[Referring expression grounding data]
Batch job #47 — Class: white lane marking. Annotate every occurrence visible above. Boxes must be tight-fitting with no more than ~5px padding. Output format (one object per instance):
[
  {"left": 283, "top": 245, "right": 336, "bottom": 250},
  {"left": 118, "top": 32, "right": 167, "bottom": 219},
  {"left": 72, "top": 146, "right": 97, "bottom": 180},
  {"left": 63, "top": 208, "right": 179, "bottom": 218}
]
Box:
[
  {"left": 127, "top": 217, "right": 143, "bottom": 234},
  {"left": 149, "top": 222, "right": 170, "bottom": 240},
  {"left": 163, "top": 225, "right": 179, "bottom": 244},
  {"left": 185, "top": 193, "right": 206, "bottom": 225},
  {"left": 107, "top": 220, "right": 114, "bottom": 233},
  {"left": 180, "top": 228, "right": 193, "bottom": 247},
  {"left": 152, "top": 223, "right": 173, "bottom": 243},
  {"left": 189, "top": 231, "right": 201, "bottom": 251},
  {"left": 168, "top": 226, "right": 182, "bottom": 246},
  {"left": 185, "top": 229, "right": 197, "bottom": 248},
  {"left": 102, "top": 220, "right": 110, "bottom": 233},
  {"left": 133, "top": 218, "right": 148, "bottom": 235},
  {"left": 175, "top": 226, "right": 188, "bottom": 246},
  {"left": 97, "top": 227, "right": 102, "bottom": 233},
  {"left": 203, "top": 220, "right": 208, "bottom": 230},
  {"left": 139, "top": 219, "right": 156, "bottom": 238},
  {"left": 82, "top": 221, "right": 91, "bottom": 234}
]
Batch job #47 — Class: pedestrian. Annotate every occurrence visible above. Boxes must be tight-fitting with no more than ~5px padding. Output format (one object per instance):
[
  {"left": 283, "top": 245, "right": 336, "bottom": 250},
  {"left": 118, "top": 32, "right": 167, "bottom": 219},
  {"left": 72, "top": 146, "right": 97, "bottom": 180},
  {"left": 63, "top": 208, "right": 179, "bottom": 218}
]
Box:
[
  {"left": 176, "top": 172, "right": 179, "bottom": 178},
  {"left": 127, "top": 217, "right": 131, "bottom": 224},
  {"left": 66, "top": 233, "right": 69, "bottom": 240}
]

» Work order
Set every line of the data down again, word for word.

» Response to the task
Batch job #47 — Class: white lane marking. Annotate every occurrence visible above. Boxes must be tight-fitting with no more than ~5px padding. Output format (one object per instance):
[
  {"left": 283, "top": 245, "right": 336, "bottom": 250},
  {"left": 118, "top": 32, "right": 167, "bottom": 219},
  {"left": 72, "top": 146, "right": 97, "bottom": 180},
  {"left": 63, "top": 208, "right": 179, "bottom": 218}
]
Box:
[
  {"left": 127, "top": 217, "right": 143, "bottom": 234},
  {"left": 149, "top": 222, "right": 170, "bottom": 240},
  {"left": 163, "top": 225, "right": 179, "bottom": 244},
  {"left": 185, "top": 193, "right": 206, "bottom": 225},
  {"left": 107, "top": 220, "right": 114, "bottom": 233},
  {"left": 180, "top": 228, "right": 193, "bottom": 247},
  {"left": 152, "top": 223, "right": 173, "bottom": 243},
  {"left": 189, "top": 231, "right": 201, "bottom": 251},
  {"left": 168, "top": 226, "right": 182, "bottom": 246},
  {"left": 185, "top": 229, "right": 197, "bottom": 248},
  {"left": 102, "top": 220, "right": 110, "bottom": 233},
  {"left": 133, "top": 218, "right": 148, "bottom": 235},
  {"left": 175, "top": 226, "right": 188, "bottom": 246},
  {"left": 97, "top": 227, "right": 102, "bottom": 233},
  {"left": 203, "top": 220, "right": 208, "bottom": 230},
  {"left": 139, "top": 219, "right": 156, "bottom": 238},
  {"left": 82, "top": 221, "right": 91, "bottom": 234}
]
Batch job #47 — Class: pedestrian. Annotate every occurrence visible above. Boxes must be tight-fitting with no more than ~5px padding. Output format (one object per instance):
[
  {"left": 283, "top": 245, "right": 336, "bottom": 250},
  {"left": 118, "top": 32, "right": 167, "bottom": 219},
  {"left": 72, "top": 146, "right": 97, "bottom": 180},
  {"left": 63, "top": 208, "right": 179, "bottom": 218}
]
Box:
[
  {"left": 176, "top": 172, "right": 179, "bottom": 178},
  {"left": 127, "top": 217, "right": 131, "bottom": 224},
  {"left": 66, "top": 233, "right": 69, "bottom": 240}
]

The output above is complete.